- THE PROBLEM -
From the line with "Report one dot per instance of the black dress" to the final line of the records, every line is to be duplicated exactly, both of those lines included.

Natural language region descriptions
⟨

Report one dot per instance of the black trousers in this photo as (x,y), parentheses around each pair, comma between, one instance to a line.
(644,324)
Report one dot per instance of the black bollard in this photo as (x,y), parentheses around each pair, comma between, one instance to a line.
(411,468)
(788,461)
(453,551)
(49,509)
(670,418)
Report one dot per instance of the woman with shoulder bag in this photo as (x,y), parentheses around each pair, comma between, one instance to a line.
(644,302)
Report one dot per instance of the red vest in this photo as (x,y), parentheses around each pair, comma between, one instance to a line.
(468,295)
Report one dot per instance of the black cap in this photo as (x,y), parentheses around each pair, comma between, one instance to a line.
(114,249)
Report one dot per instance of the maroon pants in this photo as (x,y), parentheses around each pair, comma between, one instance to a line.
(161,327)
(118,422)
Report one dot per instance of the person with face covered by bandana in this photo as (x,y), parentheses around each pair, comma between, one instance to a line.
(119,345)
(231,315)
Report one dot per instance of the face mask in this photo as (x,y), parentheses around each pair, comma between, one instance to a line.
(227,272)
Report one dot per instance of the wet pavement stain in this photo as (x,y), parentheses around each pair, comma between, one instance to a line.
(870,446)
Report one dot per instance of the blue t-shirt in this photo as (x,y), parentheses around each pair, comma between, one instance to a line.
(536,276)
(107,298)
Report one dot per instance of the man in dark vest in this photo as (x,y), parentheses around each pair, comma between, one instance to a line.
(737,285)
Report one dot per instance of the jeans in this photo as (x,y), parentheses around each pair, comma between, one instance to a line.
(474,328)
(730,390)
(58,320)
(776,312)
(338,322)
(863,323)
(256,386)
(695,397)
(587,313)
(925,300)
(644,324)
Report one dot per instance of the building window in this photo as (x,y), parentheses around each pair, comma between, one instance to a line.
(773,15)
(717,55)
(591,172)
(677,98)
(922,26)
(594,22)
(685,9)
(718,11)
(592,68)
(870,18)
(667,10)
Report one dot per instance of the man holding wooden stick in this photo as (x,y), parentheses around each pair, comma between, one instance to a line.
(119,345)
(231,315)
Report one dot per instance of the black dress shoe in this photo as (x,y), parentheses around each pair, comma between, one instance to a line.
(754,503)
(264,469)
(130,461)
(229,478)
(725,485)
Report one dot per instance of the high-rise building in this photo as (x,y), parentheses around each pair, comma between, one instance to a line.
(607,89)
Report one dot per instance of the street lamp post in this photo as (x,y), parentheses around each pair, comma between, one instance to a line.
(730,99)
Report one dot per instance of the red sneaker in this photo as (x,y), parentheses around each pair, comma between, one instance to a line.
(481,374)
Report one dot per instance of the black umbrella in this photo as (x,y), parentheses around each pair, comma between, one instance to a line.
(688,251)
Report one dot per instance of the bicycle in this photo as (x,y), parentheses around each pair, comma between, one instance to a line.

⟩

- EXERCISE RESPONSE -
Report one dot per instance of the black dress shoe in this photo as (x,y), parentheses around each pair, comma between, one instance to a line.
(754,503)
(264,469)
(130,461)
(229,478)
(725,485)
Report one dot per instance of the high-rise building in this photo as (x,y), parentheses around each pair, comma between, one instance to a line.
(607,89)
Report one dot per instance of the street lamp post in this photo as (x,y), parentheses around each pair, comma between, one instance to a line.
(730,99)
Report one dot per instance of the red sneaker in this photo as (x,y), parentheses around each pair, comma between, one instance to a line.
(481,374)
Report one dot per instance of the black umbrella in this photo as (x,y), parentheses around each pair, comma between, one instance to a line.
(688,251)
Report one dot per instance of the bicycle in this photo as (x,y), parentheses around each pair, comma between, one instance to a line.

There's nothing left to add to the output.